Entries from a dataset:
• • • •
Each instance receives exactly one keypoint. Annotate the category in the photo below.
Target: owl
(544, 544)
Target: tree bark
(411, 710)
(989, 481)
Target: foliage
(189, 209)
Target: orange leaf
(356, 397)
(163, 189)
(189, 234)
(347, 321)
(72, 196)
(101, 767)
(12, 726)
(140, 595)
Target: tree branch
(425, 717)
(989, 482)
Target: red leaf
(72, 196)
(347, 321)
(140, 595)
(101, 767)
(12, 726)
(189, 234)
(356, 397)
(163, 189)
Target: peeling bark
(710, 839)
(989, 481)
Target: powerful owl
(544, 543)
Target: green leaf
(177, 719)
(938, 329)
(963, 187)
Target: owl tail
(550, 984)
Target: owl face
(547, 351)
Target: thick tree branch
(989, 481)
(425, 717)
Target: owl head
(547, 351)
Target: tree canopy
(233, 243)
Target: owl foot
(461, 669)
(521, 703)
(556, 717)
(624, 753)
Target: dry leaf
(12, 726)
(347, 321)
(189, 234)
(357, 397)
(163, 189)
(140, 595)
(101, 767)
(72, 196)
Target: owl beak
• • • •
- _Stated goal_
Put the lines above into a Markdown table with two columns, "Row" and "Line". Number each line in order and leave out any blank lines.

- _Exercise result_
| Row | Line |
|---|---|
| 1 | Each instance receives exactly one keypoint. Annotate the category in the photo below. |
| 2 | Target: owl |
| 3 | (544, 544) |
| 4 | Target: tree bark |
| 5 | (411, 710) |
| 6 | (989, 481) |
| 7 | Target: foliage |
| 8 | (189, 209) |
| 9 | Target: orange leaf |
| 10 | (356, 397) |
| 11 | (163, 189) |
| 12 | (189, 234) |
| 13 | (347, 321) |
| 14 | (72, 196) |
| 15 | (101, 767) |
| 16 | (12, 726) |
| 17 | (140, 595) |
| 18 | Target: tree branch |
| 19 | (425, 717) |
| 20 | (989, 482) |
| 21 | Target: red leaf |
| 22 | (72, 196) |
| 23 | (347, 321) |
| 24 | (140, 595) |
| 25 | (101, 767) |
| 26 | (12, 726) |
| 27 | (189, 234) |
| 28 | (356, 397) |
| 29 | (163, 189) |
| 30 | Target: peeling bark |
| 31 | (710, 839) |
| 32 | (989, 481) |
| 33 | Target: powerful owl |
| 34 | (544, 543) |
| 35 | Target: green leaf |
| 36 | (177, 719) |
| 37 | (938, 329) |
| 38 | (963, 187) |
| 39 | Target: owl tail |
| 40 | (550, 984) |
| 41 | Target: owl face |
| 42 | (547, 351) |
| 43 | Target: thick tree branch |
| 44 | (989, 481) |
| 45 | (425, 717) |
| 46 | Target: owl head |
| 47 | (547, 351) |
| 48 | Target: tree canopy |
| 49 | (233, 243) |
| 50 | Target: owl foot |
| 51 | (461, 669) |
| 52 | (521, 703) |
| 53 | (556, 717) |
| 54 | (624, 753) |
| 55 | Target: dry leaf |
| 56 | (12, 726) |
| 57 | (347, 321) |
| 58 | (189, 234) |
| 59 | (357, 397) |
| 60 | (163, 189) |
| 61 | (140, 595) |
| 62 | (101, 767) |
| 63 | (72, 196) |
| 64 | Target: owl beak |